● **Texte cité**:

━━━━━━━━━━━━━━━━━━━━

Le contexte général du discours de Kṛṣṇa

La BhG a depuis longtemps été considérée comme un texte extrêmement important, un texte que les Indiens vénèrent à l’égal des Upaniṣad ou derniers textes du Veda (on parle de l’Upaniṣad de la Bhagavadgī). Beaucoup de maîtres l’ont commentée depuis Maître Saṅkara (VIIIe-IXe siècles) jusqu’à Bhaktivedānta Svāmī Prabhupāda (XXe siècle) en passant par Rāmānuja (XIIe siècle). S’il est vrai que l’hindouisme n’est pas une religion du Livre comme le judaïsme, le christianisme ou l’islam, il faut alors résister à la tentation de faire de cette Gītā « l’Évangile de l’hindouisme », même si des Indiens utilisent l’expression pour faire valoir ses mérites auprès des Occidentaux. Ce texte n’est pas en effet obligatoire pour tous les hindous (comme l’est Évangile pour les chrétiens), même si l’on pense qu’il est accessible à tous. Il s’agit plutôt d’un texte éclairant et fécond : on l’apprend souvent par cœur, on en répète des versets, on le commente de toutes sortes de façons selon ses convictions philosophiques et religieuses.

Il s’agit d’un discours qu’aurait fait le bienheureux Kṛṣṇa, cocher du char du guerrier Arjuna, au seuil de l’affrontement entre deux groupes d’adversaires d’une même grande famille, les Pāṇḍava et les Kaurava. Il s’adressait alors à Arjuna, juste au moment où celui-ci manifestait son intention de quitter le champ de bataille, tenté par le renoncement. Que l’on soit en Inde ou en Occident, il n’est pas besoin d’être un grand romancier pour se rendre compte du côté artificiel d’une telle mise en scène. Ce n’est pas discréditer ce grand texte que de le reconnaître. On peut même aller plus loin et considérer que l’ensemble de ce récit de combat est construit comme une pièce de théâtre dont on voit les principaux personnages entrer en scène au début du récit et se retirer à la fin. Pour dire que ces personnages se présentent sur le champ de bataille du Kurukṣetra (le champ des Kuru ou Kaurava), on dit même parfois qu’ils y « descendent » (avatṝ), exactement comme on dit en sanskrit que l’on « descend » sur une scène (raṅga + avataraṇa). Certains interprètes pensent que la BhG faisait partie du texte le plus ancien du MBh et qu’il en est en quelque sorte une pièce maîtresse. D’autres la considèrent plutôt comme un morceau qui s’est rajouté quelques siècles plus tard, probablement vers le IIe siècle de notre ère. En fait, la situation de la BhG est la même que celle de beaucoup de grands textes indiens dont la date exacte de composition n’a pas été conservée, les meilleurs indianistes étant toujours impuissants à s’entendre sur une date même approximative.

━━━━━━━━━━━━━━━━━━━━

● **Liste des tâches**:
1. D'après le texte cité, vers quel siècle certains interprètes pensent-ils que la BhG a été ajoutée au MBh ?
2. Reproduisez tel quel tout ce qui va du début de la liste jusqu'à la ligne qui contient "left=558, top=331, right=616, bottom=352", cette ligne comprise.
La liste n'a aucun rapport avec le texte cité.

━━━━━━━━━━━━━━━━━━━━

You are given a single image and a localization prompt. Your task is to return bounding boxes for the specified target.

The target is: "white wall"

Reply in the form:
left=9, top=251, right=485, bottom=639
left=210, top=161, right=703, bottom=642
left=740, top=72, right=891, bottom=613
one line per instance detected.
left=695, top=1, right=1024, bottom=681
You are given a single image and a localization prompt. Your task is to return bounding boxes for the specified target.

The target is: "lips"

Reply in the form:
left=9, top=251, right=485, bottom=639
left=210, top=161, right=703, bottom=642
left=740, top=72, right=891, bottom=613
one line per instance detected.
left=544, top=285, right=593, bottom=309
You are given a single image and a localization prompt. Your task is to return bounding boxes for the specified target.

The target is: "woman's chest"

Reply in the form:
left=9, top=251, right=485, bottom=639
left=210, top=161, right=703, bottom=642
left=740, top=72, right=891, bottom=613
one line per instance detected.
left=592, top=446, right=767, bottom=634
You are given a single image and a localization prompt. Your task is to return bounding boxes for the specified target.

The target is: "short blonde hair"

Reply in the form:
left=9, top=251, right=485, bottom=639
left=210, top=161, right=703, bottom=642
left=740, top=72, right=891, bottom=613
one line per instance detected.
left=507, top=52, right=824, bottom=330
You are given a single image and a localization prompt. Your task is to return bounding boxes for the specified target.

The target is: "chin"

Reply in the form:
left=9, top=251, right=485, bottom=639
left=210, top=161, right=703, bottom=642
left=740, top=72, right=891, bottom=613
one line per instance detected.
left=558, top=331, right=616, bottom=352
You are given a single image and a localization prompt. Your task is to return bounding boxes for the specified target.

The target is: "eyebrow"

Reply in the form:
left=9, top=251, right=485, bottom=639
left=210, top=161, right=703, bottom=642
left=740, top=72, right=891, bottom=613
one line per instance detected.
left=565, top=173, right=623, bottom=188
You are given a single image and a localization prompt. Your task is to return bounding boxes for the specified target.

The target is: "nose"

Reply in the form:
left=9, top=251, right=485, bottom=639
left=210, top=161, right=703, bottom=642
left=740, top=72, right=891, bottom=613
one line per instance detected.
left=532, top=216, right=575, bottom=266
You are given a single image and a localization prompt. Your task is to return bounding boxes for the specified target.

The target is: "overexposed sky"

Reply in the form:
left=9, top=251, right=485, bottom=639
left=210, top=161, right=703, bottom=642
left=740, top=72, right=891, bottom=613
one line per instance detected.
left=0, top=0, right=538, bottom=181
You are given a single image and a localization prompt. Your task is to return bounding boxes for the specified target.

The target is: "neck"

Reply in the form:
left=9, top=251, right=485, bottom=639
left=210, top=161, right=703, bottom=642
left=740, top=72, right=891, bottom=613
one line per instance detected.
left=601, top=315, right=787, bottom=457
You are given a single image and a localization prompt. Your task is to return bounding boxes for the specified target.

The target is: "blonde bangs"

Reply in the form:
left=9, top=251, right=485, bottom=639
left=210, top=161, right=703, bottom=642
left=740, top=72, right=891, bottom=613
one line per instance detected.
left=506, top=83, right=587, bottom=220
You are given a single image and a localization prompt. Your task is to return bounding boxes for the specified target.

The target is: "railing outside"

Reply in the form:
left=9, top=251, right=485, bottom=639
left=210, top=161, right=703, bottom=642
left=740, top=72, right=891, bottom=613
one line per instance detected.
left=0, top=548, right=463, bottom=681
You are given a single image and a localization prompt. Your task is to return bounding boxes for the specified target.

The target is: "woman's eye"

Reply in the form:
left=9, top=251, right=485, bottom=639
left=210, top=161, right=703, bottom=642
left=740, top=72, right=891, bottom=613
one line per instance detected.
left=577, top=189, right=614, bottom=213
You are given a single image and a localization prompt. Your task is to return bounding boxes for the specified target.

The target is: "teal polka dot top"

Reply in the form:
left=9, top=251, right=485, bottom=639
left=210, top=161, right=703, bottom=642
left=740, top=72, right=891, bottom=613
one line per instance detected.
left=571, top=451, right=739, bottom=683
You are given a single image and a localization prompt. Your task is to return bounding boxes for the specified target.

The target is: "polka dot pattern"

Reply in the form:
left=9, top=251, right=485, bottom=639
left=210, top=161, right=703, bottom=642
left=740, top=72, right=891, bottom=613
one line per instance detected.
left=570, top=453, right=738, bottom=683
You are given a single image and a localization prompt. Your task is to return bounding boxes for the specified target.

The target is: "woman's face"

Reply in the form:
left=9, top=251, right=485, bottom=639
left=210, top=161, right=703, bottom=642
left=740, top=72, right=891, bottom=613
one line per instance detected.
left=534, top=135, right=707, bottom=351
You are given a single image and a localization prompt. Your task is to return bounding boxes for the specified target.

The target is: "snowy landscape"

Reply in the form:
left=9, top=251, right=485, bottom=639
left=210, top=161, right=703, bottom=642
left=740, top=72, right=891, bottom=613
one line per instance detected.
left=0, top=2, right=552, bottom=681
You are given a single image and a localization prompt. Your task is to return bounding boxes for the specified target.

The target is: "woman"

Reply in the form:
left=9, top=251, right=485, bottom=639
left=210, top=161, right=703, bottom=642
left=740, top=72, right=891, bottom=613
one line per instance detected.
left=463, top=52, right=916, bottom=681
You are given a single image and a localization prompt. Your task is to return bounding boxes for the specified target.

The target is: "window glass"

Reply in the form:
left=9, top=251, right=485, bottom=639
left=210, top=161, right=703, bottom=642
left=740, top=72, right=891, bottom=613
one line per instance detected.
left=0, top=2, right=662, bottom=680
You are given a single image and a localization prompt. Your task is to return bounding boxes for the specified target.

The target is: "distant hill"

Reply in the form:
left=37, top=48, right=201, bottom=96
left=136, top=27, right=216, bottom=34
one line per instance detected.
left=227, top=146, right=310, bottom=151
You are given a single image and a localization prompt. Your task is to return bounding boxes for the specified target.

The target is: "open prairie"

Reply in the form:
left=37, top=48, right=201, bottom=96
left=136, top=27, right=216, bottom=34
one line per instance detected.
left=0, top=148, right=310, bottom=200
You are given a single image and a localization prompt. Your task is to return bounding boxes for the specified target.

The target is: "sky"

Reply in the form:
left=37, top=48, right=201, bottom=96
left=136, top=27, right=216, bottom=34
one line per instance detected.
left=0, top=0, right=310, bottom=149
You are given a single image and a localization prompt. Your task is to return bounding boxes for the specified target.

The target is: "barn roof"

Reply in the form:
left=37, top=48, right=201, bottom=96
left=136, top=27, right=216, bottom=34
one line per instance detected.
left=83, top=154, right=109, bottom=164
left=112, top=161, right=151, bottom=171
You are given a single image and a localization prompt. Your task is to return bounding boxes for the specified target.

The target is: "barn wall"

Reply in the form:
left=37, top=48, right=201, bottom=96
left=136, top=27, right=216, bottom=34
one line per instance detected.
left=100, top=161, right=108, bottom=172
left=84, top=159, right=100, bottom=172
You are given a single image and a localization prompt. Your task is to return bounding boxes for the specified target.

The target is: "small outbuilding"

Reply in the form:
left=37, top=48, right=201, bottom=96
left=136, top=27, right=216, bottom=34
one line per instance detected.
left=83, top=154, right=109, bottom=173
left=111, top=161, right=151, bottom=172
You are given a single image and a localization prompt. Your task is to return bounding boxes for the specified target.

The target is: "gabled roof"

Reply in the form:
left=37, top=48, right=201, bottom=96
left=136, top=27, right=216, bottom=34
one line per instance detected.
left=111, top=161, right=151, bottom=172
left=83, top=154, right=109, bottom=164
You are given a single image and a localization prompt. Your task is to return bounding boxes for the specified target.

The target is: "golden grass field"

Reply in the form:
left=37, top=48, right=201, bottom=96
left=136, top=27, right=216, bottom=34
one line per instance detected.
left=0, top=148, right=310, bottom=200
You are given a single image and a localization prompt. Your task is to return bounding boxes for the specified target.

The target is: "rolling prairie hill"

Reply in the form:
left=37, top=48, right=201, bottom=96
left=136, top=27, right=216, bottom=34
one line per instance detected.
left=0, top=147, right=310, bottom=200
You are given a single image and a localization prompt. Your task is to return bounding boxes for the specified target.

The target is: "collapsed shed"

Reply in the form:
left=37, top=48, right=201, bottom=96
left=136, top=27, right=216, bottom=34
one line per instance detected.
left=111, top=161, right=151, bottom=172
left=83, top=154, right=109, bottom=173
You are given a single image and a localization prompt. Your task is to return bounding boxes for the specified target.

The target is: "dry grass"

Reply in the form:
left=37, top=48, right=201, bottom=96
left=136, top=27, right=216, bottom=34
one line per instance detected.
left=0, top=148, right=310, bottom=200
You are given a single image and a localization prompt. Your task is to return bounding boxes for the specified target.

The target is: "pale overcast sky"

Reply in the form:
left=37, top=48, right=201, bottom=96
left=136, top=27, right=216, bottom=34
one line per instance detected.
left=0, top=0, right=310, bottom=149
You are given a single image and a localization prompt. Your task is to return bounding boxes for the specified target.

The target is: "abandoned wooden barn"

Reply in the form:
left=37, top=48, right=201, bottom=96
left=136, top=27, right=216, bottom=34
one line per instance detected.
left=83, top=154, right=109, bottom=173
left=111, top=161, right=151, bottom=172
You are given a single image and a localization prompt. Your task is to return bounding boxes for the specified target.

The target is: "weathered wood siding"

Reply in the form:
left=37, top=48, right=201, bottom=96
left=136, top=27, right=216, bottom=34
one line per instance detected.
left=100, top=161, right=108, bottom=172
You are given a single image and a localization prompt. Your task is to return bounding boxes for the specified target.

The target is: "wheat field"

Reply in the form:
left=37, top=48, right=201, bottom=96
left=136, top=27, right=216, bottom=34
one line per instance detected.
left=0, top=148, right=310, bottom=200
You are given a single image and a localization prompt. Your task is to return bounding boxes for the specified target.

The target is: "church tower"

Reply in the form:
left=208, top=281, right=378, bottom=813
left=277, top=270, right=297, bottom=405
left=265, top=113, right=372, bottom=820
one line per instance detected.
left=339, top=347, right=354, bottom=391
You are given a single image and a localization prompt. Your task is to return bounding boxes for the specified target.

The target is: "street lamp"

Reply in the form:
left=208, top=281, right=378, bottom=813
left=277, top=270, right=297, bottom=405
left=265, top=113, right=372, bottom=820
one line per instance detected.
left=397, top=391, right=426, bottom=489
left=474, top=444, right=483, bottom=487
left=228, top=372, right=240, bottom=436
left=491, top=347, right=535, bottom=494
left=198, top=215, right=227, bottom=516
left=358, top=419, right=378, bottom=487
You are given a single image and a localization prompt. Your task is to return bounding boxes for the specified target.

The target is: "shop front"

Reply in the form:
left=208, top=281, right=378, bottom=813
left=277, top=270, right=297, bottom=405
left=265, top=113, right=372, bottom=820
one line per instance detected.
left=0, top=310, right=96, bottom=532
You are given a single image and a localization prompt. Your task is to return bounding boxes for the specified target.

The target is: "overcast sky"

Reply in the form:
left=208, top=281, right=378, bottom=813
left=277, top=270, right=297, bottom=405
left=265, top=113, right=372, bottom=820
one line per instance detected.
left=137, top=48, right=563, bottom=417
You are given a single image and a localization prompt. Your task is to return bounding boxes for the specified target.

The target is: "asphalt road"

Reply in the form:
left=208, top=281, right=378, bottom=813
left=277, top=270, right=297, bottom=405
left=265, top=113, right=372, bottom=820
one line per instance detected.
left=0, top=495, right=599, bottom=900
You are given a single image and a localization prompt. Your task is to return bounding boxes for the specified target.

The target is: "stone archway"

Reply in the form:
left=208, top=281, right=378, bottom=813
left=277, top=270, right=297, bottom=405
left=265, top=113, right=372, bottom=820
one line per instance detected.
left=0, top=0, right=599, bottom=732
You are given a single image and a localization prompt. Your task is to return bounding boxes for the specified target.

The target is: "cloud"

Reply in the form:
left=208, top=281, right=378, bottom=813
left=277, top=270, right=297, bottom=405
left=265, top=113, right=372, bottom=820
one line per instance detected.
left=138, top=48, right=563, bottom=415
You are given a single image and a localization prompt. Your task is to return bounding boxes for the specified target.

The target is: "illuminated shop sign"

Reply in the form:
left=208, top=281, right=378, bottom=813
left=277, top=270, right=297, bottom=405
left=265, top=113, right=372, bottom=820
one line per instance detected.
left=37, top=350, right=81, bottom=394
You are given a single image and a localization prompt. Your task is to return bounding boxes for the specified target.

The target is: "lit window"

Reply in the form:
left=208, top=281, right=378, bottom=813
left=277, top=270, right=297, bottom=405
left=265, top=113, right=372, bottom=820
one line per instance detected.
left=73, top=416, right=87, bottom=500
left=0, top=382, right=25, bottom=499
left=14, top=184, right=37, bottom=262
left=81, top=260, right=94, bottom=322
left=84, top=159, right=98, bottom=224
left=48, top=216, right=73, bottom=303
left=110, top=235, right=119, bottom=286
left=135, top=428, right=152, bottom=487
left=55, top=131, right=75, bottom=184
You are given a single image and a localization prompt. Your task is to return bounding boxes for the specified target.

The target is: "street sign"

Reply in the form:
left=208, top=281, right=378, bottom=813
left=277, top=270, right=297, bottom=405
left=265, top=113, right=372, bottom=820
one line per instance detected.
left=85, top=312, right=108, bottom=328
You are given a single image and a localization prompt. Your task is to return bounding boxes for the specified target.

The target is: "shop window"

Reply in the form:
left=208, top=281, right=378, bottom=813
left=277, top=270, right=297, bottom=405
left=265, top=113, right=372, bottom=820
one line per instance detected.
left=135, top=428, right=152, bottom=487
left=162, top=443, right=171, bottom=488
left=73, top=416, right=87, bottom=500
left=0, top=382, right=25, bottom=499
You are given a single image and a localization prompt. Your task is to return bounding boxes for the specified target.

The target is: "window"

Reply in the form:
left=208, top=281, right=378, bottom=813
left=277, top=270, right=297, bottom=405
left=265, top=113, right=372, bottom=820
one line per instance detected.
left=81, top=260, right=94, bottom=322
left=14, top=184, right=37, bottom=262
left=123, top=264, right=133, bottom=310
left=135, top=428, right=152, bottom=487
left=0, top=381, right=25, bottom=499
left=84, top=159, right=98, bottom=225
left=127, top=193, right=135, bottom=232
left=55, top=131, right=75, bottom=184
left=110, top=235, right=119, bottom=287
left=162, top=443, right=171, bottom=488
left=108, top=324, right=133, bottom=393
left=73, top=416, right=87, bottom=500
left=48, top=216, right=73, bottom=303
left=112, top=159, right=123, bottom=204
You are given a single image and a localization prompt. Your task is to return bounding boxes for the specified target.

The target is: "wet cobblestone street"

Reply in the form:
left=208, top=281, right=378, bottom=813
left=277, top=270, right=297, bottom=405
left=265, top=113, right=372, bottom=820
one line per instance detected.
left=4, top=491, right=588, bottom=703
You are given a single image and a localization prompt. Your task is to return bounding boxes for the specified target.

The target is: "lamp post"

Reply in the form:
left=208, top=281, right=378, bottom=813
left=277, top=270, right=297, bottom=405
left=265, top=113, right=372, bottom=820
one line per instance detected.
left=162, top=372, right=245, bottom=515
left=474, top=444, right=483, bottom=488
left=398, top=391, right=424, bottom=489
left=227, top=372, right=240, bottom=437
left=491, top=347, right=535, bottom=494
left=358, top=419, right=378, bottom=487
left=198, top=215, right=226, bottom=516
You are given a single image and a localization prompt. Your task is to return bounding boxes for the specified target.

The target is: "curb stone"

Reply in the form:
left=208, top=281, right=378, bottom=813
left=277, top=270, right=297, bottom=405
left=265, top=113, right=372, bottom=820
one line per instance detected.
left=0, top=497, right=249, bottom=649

━━━━━━━━━━━━━━━━━━━━

● **Réponses écrites**:
1. Probablement vers le IIe siècle de notre ère.

2.
You are given a single image and a localization prompt. Your task is to return bounding boxes for the specified target.

The target is: "white wall"

Reply in the form:
left=9, top=251, right=485, bottom=639
left=210, top=161, right=703, bottom=642
left=740, top=72, right=891, bottom=613
one line per instance detected.
left=695, top=1, right=1024, bottom=681
You are given a single image and a localization prompt. Your task is to return bounding boxes for the specified target.

The target is: "lips"

Reply in the form:
left=9, top=251, right=485, bottom=639
left=210, top=161, right=703, bottom=642
left=740, top=72, right=891, bottom=613
one line per instance detected.
left=544, top=285, right=593, bottom=309
You are given a single image and a localization prompt. Your task is to return bounding boxes for the specified target.

The target is: "woman's chest"

Reply in the form:
left=9, top=251, right=485, bottom=639
left=210, top=161, right=703, bottom=642
left=740, top=72, right=891, bottom=613
one line per instance detected.
left=592, top=446, right=767, bottom=634
You are given a single image and a localization prompt. Your task is to return bounding boxes for the specified target.

The target is: "short blonde hair"

Reply in the form:
left=9, top=251, right=485, bottom=639
left=210, top=161, right=703, bottom=642
left=740, top=72, right=891, bottom=613
one line per instance detected.
left=507, top=52, right=824, bottom=330
You are given a single image and a localization prompt. Your task is to return bounding boxes for the specified target.

The target is: "chin"

Reply in the form:
left=9, top=251, right=485, bottom=639
left=210, top=161, right=703, bottom=642
left=740, top=72, right=891, bottom=613
one line per instance detected.
left=558, top=331, right=616, bottom=352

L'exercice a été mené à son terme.